- [DIRECTIVE] How many lines of the data below contain the string "sidewalk"? Case counts. Reply with the number only.

- - -

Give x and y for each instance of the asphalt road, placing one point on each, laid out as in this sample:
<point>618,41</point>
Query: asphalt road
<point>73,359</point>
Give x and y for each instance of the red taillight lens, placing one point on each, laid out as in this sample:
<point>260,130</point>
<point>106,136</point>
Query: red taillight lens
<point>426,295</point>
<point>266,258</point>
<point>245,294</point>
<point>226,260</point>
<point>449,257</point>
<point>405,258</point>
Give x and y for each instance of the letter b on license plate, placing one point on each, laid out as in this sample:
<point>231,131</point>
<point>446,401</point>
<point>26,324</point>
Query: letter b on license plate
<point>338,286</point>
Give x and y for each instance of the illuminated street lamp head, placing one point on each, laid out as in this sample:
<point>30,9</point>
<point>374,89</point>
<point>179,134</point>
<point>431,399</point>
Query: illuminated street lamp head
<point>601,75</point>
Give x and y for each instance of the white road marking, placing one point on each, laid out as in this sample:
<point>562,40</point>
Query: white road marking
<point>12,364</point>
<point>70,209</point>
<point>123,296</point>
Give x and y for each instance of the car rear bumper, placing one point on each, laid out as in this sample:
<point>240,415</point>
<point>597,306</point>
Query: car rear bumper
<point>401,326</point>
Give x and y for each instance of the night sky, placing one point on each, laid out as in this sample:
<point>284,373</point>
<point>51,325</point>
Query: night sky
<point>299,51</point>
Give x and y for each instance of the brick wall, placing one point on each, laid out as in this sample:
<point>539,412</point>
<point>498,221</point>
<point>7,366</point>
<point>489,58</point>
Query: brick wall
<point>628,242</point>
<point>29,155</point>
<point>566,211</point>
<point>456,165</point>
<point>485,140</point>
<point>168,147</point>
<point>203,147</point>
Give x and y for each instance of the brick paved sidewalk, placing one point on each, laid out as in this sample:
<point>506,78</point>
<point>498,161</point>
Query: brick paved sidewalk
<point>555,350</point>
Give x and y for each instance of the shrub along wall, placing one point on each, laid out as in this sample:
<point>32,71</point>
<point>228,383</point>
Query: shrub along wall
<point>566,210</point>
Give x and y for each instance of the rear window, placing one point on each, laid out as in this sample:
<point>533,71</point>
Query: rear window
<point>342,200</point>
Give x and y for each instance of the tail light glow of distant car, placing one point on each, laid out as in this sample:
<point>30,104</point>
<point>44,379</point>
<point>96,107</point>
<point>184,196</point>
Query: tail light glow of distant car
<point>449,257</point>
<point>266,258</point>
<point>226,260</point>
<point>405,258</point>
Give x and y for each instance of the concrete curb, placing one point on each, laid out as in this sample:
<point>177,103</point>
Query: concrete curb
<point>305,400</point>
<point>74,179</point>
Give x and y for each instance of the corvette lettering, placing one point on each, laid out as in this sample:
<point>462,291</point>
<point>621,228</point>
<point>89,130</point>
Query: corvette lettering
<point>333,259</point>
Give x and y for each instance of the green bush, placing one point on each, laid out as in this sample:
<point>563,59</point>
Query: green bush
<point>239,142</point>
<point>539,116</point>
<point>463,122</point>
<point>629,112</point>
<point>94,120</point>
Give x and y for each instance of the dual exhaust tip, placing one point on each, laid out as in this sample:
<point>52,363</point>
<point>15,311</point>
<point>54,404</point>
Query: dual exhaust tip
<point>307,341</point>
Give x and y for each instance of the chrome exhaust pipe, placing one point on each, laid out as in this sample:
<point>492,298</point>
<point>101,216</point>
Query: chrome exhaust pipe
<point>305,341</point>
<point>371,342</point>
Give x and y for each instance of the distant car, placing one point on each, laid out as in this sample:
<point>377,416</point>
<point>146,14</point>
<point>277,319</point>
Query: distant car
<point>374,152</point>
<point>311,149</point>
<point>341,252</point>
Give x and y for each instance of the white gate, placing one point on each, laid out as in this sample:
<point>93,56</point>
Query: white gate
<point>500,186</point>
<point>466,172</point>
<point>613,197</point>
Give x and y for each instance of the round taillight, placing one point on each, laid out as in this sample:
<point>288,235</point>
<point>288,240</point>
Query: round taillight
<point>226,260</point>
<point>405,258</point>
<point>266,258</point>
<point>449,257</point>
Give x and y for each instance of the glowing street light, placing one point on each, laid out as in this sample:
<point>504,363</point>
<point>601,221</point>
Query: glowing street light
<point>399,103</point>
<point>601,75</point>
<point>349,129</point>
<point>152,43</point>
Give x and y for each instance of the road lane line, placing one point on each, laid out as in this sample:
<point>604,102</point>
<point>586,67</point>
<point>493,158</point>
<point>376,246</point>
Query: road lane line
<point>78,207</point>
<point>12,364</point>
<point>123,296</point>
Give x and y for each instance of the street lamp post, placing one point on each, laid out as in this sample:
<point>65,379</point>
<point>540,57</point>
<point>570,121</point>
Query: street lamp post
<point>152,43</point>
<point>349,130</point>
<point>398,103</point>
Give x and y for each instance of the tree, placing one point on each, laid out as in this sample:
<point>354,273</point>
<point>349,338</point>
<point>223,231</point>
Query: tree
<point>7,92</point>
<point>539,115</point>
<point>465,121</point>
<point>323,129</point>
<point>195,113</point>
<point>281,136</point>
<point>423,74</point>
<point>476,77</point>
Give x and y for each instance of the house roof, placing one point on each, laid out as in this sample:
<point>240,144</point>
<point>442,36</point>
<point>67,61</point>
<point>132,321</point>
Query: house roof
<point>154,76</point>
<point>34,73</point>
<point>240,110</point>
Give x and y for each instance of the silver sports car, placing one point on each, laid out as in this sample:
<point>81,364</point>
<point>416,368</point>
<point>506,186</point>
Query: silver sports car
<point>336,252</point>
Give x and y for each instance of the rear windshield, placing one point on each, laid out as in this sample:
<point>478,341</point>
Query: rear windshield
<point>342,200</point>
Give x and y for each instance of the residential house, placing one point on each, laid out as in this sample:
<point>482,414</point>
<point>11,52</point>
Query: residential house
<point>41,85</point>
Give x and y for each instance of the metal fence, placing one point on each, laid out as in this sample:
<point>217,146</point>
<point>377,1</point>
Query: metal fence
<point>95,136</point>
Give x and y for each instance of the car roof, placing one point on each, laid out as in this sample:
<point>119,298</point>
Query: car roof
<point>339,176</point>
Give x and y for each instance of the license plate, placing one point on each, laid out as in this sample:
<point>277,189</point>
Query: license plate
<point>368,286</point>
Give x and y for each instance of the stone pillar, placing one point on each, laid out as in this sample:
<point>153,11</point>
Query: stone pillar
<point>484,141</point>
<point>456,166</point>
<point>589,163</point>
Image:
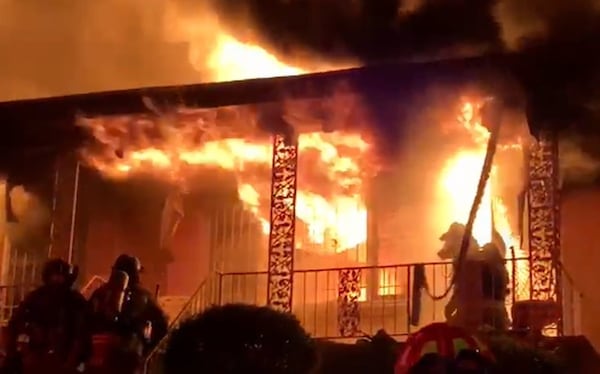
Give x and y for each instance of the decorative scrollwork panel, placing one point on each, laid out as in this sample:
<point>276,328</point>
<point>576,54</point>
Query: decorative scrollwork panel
<point>282,229</point>
<point>348,301</point>
<point>544,218</point>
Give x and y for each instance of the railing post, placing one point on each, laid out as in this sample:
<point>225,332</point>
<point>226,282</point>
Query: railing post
<point>64,206</point>
<point>283,223</point>
<point>219,289</point>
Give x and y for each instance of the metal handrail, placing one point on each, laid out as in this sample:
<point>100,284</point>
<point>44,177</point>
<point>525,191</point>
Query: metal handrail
<point>178,318</point>
<point>90,283</point>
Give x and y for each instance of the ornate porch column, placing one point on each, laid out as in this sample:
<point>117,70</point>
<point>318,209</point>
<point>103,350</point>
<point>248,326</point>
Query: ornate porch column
<point>544,218</point>
<point>283,223</point>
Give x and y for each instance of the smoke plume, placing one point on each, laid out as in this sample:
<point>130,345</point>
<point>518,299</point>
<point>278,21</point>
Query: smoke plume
<point>61,47</point>
<point>29,229</point>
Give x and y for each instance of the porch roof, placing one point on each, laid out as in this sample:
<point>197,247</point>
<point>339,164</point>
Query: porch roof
<point>540,78</point>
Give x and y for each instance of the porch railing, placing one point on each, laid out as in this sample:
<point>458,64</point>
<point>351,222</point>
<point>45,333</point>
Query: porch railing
<point>206,294</point>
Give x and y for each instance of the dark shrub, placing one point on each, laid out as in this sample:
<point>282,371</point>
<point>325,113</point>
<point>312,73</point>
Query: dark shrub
<point>239,338</point>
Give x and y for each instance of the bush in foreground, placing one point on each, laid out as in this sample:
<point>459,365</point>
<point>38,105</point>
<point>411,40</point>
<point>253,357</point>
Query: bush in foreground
<point>240,338</point>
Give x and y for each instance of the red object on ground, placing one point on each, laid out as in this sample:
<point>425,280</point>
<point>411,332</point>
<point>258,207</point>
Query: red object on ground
<point>440,338</point>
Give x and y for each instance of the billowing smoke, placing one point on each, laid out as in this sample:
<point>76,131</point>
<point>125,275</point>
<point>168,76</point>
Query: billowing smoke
<point>61,47</point>
<point>28,228</point>
<point>577,166</point>
<point>374,30</point>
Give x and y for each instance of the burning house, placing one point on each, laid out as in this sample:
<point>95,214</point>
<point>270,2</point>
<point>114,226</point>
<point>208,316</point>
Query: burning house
<point>318,193</point>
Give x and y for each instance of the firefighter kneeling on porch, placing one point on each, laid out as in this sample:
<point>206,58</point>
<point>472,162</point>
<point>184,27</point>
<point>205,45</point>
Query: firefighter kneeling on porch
<point>480,292</point>
<point>127,323</point>
<point>48,332</point>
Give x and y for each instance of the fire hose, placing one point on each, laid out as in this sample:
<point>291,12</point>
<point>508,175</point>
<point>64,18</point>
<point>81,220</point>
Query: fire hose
<point>483,179</point>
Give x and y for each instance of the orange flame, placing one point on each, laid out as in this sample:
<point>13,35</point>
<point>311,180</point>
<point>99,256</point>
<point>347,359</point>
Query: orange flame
<point>458,183</point>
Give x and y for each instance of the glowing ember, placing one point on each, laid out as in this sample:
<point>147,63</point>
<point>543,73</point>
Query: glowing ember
<point>234,60</point>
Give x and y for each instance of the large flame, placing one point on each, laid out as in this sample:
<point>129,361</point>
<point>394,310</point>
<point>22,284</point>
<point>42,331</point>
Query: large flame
<point>458,185</point>
<point>335,217</point>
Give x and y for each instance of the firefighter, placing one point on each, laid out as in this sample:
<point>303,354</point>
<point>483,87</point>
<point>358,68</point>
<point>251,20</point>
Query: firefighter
<point>126,323</point>
<point>48,332</point>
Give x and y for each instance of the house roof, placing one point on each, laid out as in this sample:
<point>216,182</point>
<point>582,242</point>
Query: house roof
<point>553,82</point>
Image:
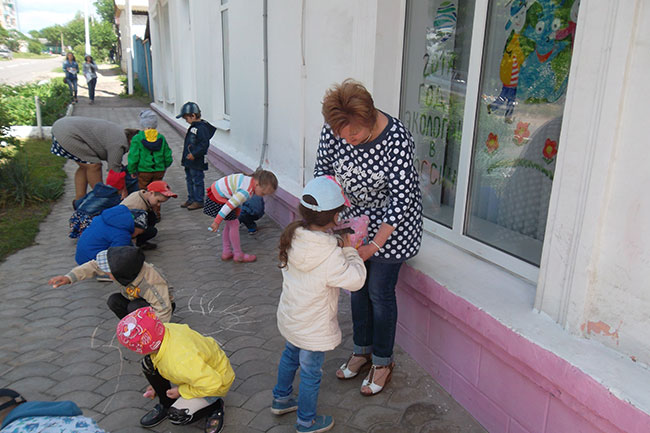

- - -

- [FULL SOLUTION] 2